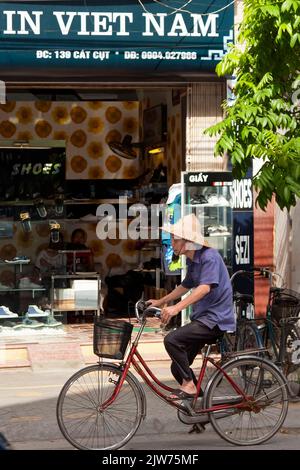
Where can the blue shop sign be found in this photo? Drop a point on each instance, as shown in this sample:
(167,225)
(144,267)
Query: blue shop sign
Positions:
(117,37)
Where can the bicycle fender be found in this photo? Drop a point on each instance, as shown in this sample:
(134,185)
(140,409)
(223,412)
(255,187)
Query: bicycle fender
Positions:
(136,382)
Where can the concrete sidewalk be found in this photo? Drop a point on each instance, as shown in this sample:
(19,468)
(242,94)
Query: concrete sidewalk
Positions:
(67,347)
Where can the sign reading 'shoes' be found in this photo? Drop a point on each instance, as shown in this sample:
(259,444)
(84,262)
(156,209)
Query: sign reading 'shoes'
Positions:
(114,36)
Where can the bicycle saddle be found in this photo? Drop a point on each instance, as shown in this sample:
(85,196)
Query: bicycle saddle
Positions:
(245,297)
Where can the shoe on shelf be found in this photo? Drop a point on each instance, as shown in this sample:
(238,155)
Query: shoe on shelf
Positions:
(51,322)
(18,260)
(6,313)
(26,283)
(34,312)
(4,287)
(8,324)
(28,323)
(90,218)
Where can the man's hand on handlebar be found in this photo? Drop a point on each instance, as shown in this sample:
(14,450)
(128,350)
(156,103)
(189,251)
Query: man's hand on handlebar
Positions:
(155,303)
(167,313)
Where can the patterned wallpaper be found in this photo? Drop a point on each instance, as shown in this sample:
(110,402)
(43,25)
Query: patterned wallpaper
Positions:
(87,128)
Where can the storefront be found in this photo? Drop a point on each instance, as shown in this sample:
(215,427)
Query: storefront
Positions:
(102,100)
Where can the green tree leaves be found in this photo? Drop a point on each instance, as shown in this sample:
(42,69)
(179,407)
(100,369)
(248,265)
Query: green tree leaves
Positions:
(264,121)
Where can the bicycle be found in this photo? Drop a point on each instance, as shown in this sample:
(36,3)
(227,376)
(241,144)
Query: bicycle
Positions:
(278,337)
(247,335)
(280,332)
(101,406)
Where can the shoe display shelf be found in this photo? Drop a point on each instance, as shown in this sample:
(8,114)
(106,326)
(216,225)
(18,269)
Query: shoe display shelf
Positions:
(22,291)
(82,293)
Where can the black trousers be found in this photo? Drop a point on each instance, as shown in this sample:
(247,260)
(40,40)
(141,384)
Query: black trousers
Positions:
(184,344)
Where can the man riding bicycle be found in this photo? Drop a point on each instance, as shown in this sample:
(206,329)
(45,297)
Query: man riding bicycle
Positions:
(211,300)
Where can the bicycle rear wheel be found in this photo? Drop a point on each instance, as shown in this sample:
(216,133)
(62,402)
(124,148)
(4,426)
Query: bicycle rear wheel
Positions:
(80,418)
(291,362)
(249,337)
(266,388)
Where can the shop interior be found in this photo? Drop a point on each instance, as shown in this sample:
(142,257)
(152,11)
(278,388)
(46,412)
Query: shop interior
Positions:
(63,154)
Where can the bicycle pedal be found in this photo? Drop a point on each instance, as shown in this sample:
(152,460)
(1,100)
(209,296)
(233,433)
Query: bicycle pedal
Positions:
(197,428)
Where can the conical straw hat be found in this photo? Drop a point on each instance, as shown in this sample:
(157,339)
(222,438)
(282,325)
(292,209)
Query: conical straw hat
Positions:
(187,228)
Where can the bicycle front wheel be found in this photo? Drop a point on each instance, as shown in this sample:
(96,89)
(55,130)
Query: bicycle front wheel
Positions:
(80,417)
(264,413)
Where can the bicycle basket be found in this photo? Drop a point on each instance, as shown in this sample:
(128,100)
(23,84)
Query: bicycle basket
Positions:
(111,338)
(285,304)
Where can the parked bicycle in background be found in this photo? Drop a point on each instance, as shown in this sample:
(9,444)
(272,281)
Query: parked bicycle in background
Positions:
(277,335)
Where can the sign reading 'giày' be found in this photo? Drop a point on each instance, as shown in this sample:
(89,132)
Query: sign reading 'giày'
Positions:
(114,36)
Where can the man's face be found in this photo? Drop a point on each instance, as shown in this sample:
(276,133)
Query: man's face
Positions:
(177,245)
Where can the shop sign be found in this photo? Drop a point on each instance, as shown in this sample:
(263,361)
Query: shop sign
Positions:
(117,36)
(243,234)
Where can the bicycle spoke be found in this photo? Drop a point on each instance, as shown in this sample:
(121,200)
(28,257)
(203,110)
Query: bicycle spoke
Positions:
(83,420)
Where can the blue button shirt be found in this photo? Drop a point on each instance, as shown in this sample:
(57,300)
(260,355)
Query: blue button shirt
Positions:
(215,308)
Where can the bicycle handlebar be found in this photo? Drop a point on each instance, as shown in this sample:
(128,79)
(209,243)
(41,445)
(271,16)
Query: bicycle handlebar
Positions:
(263,272)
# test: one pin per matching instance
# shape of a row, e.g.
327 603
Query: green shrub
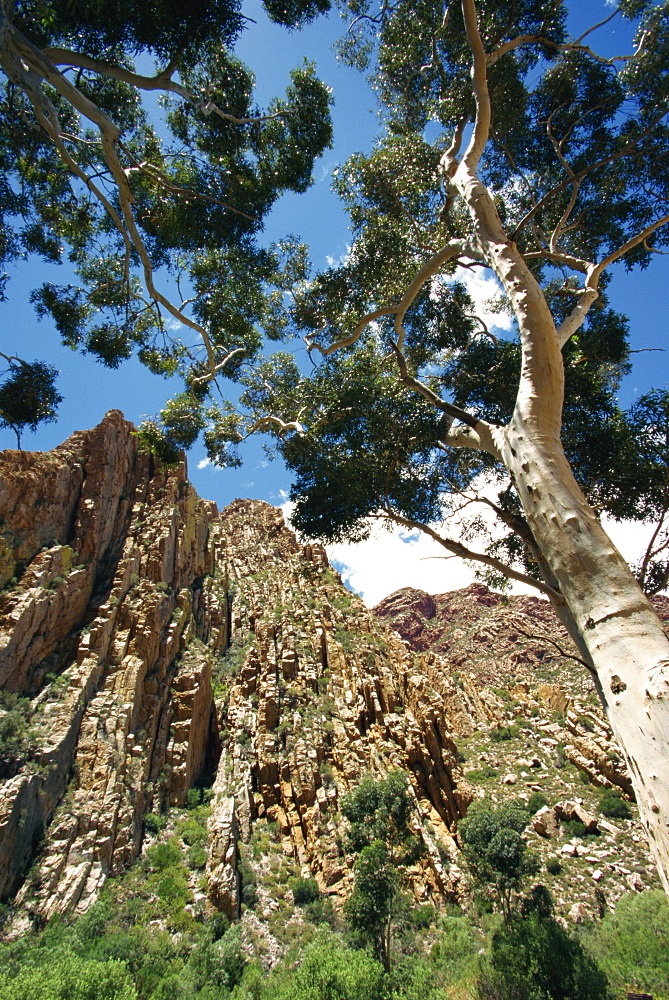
533 956
632 943
154 823
422 916
481 773
574 828
68 977
193 798
505 733
305 890
612 805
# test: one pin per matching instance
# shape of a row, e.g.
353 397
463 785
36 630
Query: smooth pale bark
605 610
616 623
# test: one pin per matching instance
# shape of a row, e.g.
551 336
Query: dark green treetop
533 955
379 813
88 176
575 162
495 851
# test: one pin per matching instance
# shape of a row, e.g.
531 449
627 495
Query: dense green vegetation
151 936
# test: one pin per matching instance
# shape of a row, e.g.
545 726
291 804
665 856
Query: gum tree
155 219
549 167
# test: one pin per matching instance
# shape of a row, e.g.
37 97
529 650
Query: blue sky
90 390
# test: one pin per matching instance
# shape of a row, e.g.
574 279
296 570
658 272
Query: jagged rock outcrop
159 642
149 643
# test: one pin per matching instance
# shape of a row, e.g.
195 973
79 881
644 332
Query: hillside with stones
150 644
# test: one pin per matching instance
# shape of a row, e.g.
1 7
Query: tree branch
481 132
452 250
458 549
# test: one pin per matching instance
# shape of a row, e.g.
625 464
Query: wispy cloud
484 290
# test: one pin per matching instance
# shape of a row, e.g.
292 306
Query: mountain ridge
154 645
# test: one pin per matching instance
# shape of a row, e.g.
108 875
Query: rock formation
149 643
125 595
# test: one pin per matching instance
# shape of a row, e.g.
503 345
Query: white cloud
392 559
484 287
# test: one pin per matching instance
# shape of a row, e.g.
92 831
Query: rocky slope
544 731
149 643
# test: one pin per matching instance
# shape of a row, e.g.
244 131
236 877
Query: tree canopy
379 814
509 148
134 205
405 356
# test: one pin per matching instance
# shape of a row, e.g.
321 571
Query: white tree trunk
616 623
613 620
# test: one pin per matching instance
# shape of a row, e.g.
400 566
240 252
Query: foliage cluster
145 940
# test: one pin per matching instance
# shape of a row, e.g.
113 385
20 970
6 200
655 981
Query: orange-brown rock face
148 642
111 565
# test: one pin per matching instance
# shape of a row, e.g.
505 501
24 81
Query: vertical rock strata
161 644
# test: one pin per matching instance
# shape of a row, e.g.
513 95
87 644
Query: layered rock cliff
125 595
149 643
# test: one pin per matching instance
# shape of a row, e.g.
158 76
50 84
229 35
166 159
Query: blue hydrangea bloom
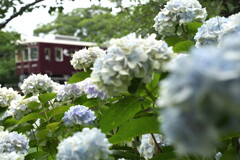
78 115
90 144
209 32
200 94
13 142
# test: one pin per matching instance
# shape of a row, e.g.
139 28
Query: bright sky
26 23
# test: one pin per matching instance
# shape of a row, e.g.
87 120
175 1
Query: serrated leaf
53 125
165 156
31 116
37 155
171 41
46 97
58 110
9 122
77 77
42 133
183 46
119 113
135 128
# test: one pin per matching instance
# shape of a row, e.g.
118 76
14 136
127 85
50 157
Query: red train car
50 57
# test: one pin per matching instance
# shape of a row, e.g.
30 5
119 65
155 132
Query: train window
59 54
25 54
18 57
47 52
34 53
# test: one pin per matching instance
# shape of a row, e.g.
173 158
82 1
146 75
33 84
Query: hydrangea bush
141 98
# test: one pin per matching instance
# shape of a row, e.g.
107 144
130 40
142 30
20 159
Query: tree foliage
7 57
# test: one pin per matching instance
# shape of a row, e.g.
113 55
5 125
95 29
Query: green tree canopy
7 53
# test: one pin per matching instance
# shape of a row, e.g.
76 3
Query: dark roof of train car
56 41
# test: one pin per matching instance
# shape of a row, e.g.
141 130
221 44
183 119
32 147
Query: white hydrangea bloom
80 115
92 90
127 58
7 95
218 156
84 58
176 13
37 84
85 145
209 32
232 27
13 142
69 91
11 156
19 108
202 89
148 147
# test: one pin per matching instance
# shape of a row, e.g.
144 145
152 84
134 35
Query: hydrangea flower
11 156
37 84
177 13
13 142
232 27
202 89
19 108
69 91
84 58
78 115
127 58
148 147
92 90
209 32
7 95
85 145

• **What to produce**: Return every line from the rows above that contains the word "leaves".

• **Solution for this problem**:
Where can the green tree leaves be found in this photo? Drop a point on each instance, as shown in this sample:
Query: green tree leaves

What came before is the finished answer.